═════ SECÇÃO DO DOCUMENTO

Echo and the Bunnymen.
O post-punk chegou aqui como um cadáver hirto e exumado. 'Lips like sugar' já não é uma mulher fogosa que foge, já não é um cisne, já não flutua, é só uma boneca balofa insuflada, com menos vida que a Gina, a boneca escachada que se passeia nua e labial nas encostas e no rio e num grupo folgazão do festival. 

quinta-feira, agosto 15, 2013

José Miguel Gaspar: Coura, Dia 2

Alabama Shakes
Alabama Shakes

"- Se fechares os olhos quando ela canta o que é que ela te parece?

- A mim parece-me um homem. Mas um homem mais baixo. 

Não sabíamos que Brittany Howard era tão gorda e tão grande como uma cama (eu pelo menos não sabia, sou dos antigos, continuo a consumir só os áudios, não vejo os vídeos), nem que o baixista Zac é um sósia de Zack Galifianakis, mas um Zack imenso e sério e petrificado que só mexe dois dedos debaixo da túnica e da barba inamovível. À quinta canção, já eles tinham tocado 'Hang loose' e 'Hold on', lenta e linda que nos pôs a dançar e a dizer que sim com o torso, como se fossemos salomónicos que dançam sem cabeça e sem membros, e ela já estava a dizer que gostava muito de nós (mas disse-o enrolado, na sua língua americana cheia de sul). Ao sexto tema, com a tenda Vodafone FM atulhada e cinco vezes mais gente que transbordava até às escotilhas, ela parou e disse isto: 'Esta canção não é uma canção triste. Esta canção é sobre aprender a lição'. E atacou, com lentidão encorpada e dulcíssimos golpes (atacou: a canção faz estremecer e ter frio), e entrou-nos com aquela voz grave e de agudos estrídulos, como uma catana pelo coração adentro com 'Heartbreaker', a canção fulminante dos amores prostrados: 'Why, why did you have to slice so wide baby/How was I supposed to know you was a heartbreaker'. Aquilo, e aquilo foi o concerto da noite, é Alabama Shakes, é soul do sul: três acordes, blues e raízes gospel, doe quando é lento, arde e rosna quando é rápido. Os mais exagerados, os do meio e da frente, os que saíram a ressumbrar, falavam na qualidade confluente de vários espíritos, três mortos e um vivo, que ela, Brittany Howard, incorpora, como se ela fosse duas mulheres e dois homens: Winehouse e Simone, Ottis e Prince, nem menos. No fim ela parecia uma cama suada, feliz e desgrenhada.

══════════
═════ MATERIAL APRESENTADO

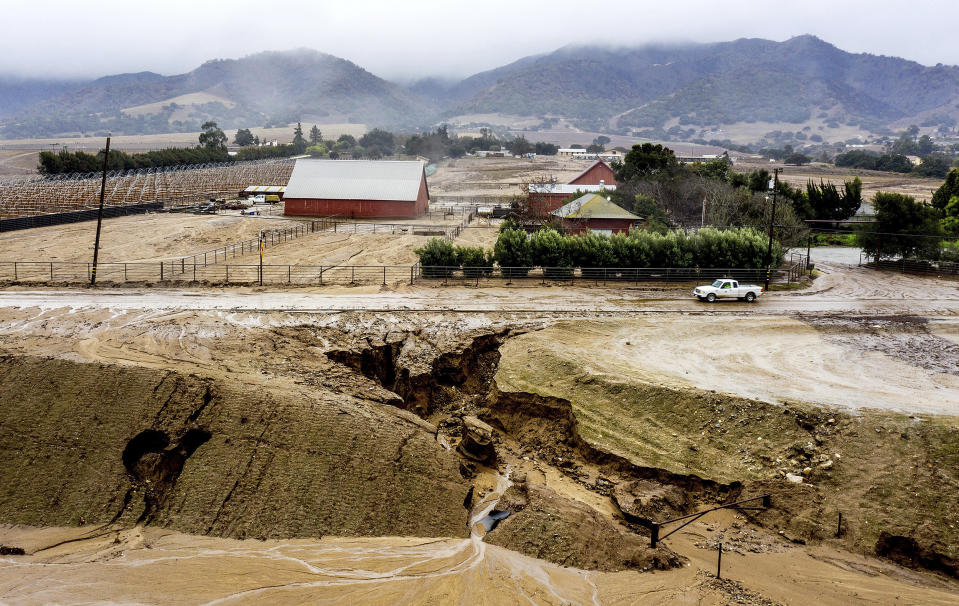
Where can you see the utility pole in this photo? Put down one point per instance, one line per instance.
(772, 221)
(262, 246)
(96, 242)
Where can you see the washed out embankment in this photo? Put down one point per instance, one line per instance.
(888, 473)
(131, 445)
(449, 387)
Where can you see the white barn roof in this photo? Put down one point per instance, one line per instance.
(355, 180)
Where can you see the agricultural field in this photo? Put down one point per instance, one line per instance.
(165, 236)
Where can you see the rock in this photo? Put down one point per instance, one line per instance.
(648, 500)
(477, 442)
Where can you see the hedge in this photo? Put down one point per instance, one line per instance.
(516, 252)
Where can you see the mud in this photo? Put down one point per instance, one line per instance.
(905, 338)
(112, 444)
(353, 423)
(545, 525)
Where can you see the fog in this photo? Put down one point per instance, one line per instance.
(412, 39)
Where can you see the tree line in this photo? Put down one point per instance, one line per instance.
(516, 251)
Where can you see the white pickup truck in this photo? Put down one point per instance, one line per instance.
(725, 288)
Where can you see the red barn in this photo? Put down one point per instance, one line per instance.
(594, 213)
(382, 189)
(547, 197)
(599, 173)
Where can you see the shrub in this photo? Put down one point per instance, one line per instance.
(437, 257)
(743, 248)
(474, 260)
(513, 253)
(553, 252)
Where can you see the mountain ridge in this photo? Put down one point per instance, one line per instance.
(625, 89)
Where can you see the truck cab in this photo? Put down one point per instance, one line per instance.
(727, 288)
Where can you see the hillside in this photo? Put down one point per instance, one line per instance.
(746, 80)
(266, 88)
(802, 81)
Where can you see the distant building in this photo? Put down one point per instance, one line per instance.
(599, 173)
(384, 189)
(594, 213)
(578, 153)
(547, 197)
(259, 190)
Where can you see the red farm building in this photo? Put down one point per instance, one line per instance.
(382, 189)
(599, 173)
(594, 213)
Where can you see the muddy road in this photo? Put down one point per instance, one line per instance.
(600, 406)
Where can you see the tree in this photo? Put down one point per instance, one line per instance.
(947, 190)
(645, 161)
(932, 166)
(378, 143)
(546, 149)
(299, 143)
(825, 201)
(243, 137)
(520, 146)
(904, 228)
(318, 151)
(212, 137)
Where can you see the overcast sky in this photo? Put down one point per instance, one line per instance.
(404, 39)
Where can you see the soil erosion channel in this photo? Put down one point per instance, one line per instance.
(427, 458)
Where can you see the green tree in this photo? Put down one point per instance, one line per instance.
(318, 151)
(212, 137)
(947, 190)
(243, 137)
(904, 228)
(826, 202)
(378, 143)
(519, 146)
(299, 142)
(513, 253)
(646, 161)
(932, 166)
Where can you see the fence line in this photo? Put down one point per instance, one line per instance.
(225, 273)
(915, 266)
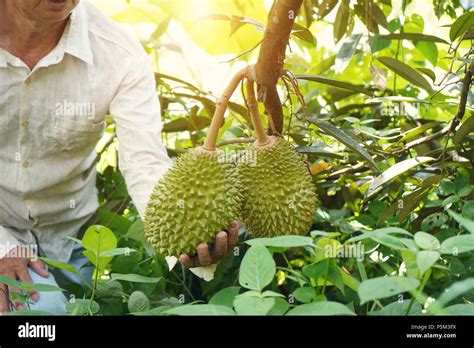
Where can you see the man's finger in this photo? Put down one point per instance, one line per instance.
(233, 233)
(204, 255)
(3, 298)
(220, 247)
(186, 261)
(39, 268)
(24, 276)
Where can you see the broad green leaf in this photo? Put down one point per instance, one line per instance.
(280, 307)
(468, 224)
(393, 172)
(458, 244)
(459, 309)
(257, 268)
(304, 294)
(426, 241)
(225, 297)
(60, 265)
(346, 52)
(335, 83)
(407, 72)
(282, 241)
(461, 25)
(117, 251)
(200, 309)
(253, 305)
(321, 308)
(425, 259)
(382, 287)
(346, 140)
(135, 278)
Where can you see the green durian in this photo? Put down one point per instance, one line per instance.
(197, 198)
(279, 194)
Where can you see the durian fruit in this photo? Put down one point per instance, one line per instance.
(279, 194)
(194, 200)
(198, 197)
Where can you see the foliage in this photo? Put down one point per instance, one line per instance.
(379, 128)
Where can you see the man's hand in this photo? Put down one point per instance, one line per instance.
(16, 268)
(225, 242)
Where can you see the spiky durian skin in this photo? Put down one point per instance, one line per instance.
(195, 199)
(279, 194)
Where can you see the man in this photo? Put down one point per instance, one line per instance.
(63, 67)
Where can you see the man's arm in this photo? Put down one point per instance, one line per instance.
(143, 159)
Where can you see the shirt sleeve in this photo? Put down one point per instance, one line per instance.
(7, 242)
(136, 109)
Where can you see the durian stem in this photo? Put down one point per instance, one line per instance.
(261, 134)
(221, 107)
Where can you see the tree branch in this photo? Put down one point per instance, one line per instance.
(271, 57)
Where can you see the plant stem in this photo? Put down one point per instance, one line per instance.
(221, 107)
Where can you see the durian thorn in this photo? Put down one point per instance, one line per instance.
(261, 134)
(221, 107)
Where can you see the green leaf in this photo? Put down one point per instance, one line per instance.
(461, 25)
(399, 308)
(282, 241)
(225, 297)
(413, 37)
(161, 28)
(345, 53)
(426, 241)
(458, 244)
(60, 265)
(468, 224)
(459, 309)
(253, 305)
(30, 312)
(200, 309)
(81, 307)
(407, 72)
(429, 50)
(321, 308)
(335, 83)
(117, 251)
(346, 140)
(305, 294)
(394, 172)
(382, 287)
(257, 268)
(425, 259)
(135, 278)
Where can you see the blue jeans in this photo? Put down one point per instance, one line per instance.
(55, 302)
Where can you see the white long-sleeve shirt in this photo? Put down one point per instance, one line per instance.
(51, 118)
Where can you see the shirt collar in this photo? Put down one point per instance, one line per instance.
(77, 35)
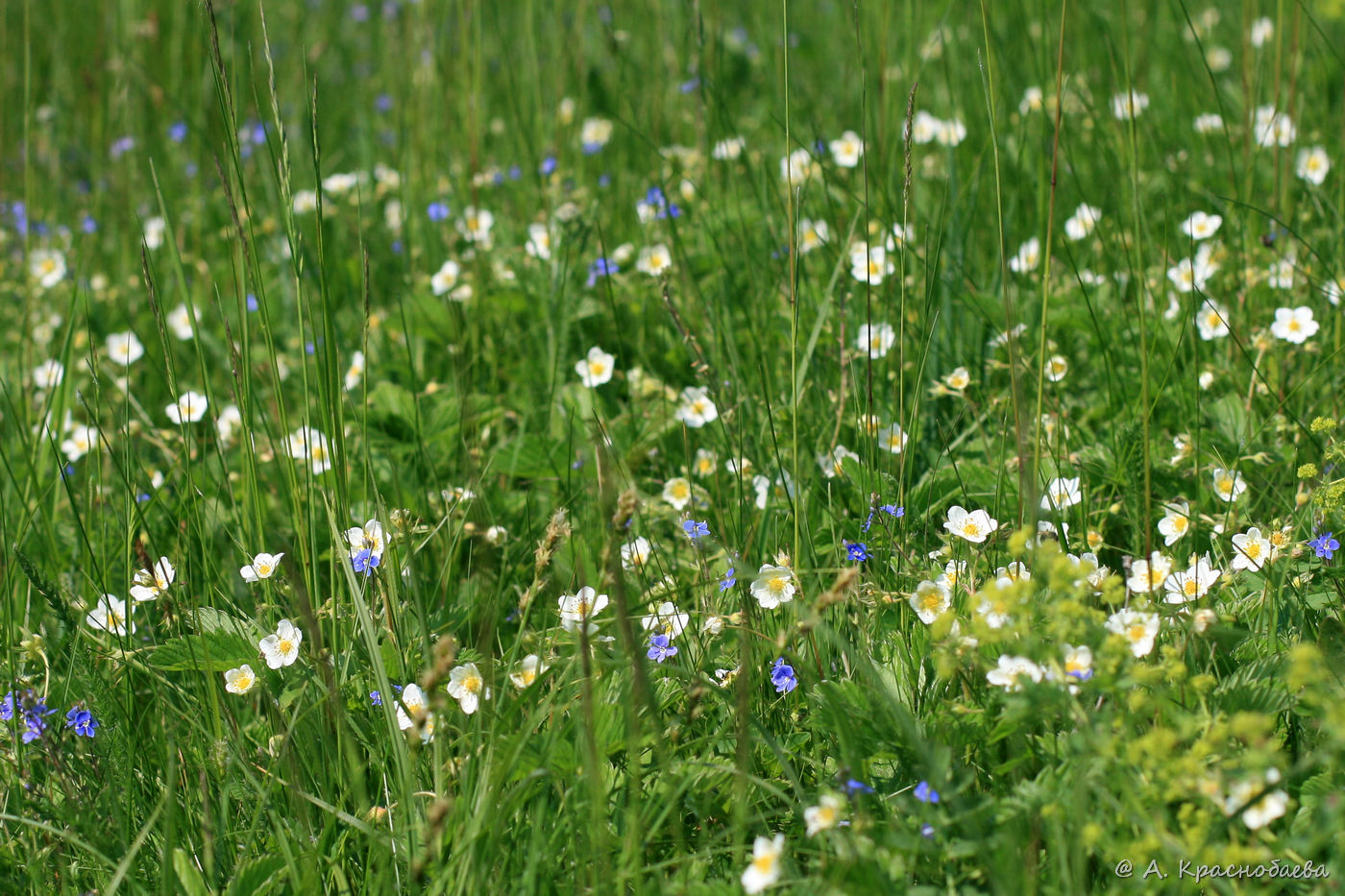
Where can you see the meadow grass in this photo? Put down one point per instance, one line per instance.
(672, 490)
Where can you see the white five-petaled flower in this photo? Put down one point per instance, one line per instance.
(764, 869)
(528, 668)
(773, 586)
(931, 599)
(1028, 257)
(1062, 493)
(846, 150)
(1251, 550)
(281, 648)
(975, 526)
(1012, 670)
(467, 687)
(1294, 325)
(697, 409)
(870, 264)
(823, 815)
(239, 681)
(151, 583)
(876, 339)
(596, 368)
(1137, 627)
(111, 615)
(1176, 522)
(1228, 483)
(1192, 583)
(262, 567)
(188, 408)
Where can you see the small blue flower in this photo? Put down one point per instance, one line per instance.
(1325, 545)
(81, 720)
(925, 794)
(783, 677)
(696, 529)
(661, 647)
(366, 561)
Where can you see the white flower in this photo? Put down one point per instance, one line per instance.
(281, 648)
(111, 617)
(764, 869)
(596, 369)
(813, 234)
(1212, 321)
(369, 537)
(676, 492)
(975, 526)
(728, 148)
(1147, 576)
(1190, 584)
(666, 619)
(697, 409)
(876, 341)
(124, 349)
(1062, 493)
(1083, 222)
(773, 586)
(528, 668)
(416, 712)
(151, 583)
(1228, 483)
(1313, 164)
(188, 408)
(239, 681)
(931, 599)
(262, 567)
(1129, 105)
(1011, 671)
(823, 815)
(869, 264)
(1028, 257)
(635, 553)
(580, 608)
(847, 150)
(654, 260)
(49, 375)
(1251, 550)
(1176, 522)
(477, 225)
(892, 439)
(1138, 628)
(1294, 325)
(1201, 227)
(446, 278)
(1260, 33)
(467, 687)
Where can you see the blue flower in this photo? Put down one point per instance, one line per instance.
(1325, 545)
(366, 561)
(783, 677)
(81, 720)
(661, 647)
(925, 794)
(696, 529)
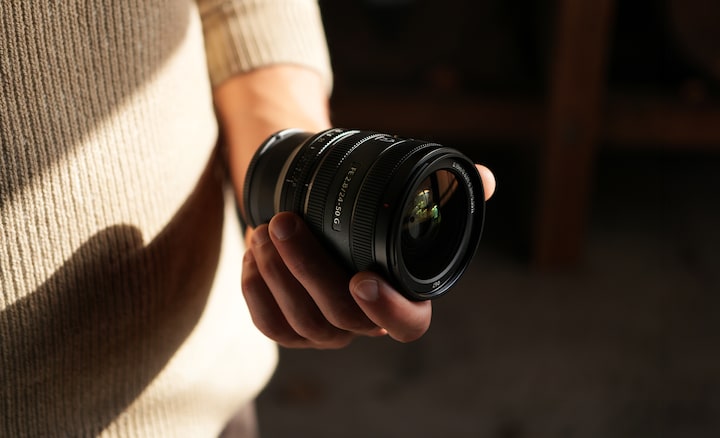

══════════

REQUISITOS DAS TAREFAS —
1) Responde a estas perguntas com base na secção do documento sobre o festival de Coura:
(a) Como é que, segundo a secção, o post-punk chegou ao festival?
(b) Em que tenda tocaram os Alabama Shakes?
(c) De quem é sósia o baixista Zac?
2) Retoma a secção do documento sobre o festival de Coura a partir do ponto em que termina.

AS RESPOSTAS —
1)
(a) Chegou como um cadáver hirto e exumado.
(b) Tocaram na tenda Vodafone FM.
(c) É sósia de Zack Galifianakis.

2)
U.M.O.


Ao vivo, a pop psicadélica da Unknown Mortal Orchestra (trio, EUA) é uma coisa fuzzy emaranhada cheia de wah wahs. Em disco não, mas ao vivo sim, parece-me música para ancas tortas ou para lagartos que levam choques eléctricos e ouvem excessivamente Tame Impala. Ali, na tenda preta que é sempre pequena para tanta gente (e que tem um chão demasiado duro), a voz do vocalista Ruban Nielson parece batida pelo vento, sai fatiada como as vozes de certos desenhos animados agudos, e ele toca a guitarra como se fosse um cossaco ou como se estivesse sempre prestes a perder o chão. Os da frente, os surrealistas e os desesperados, os que estão no vórtice do som, gostaram muito e guincharam, mas não foi grande pistola.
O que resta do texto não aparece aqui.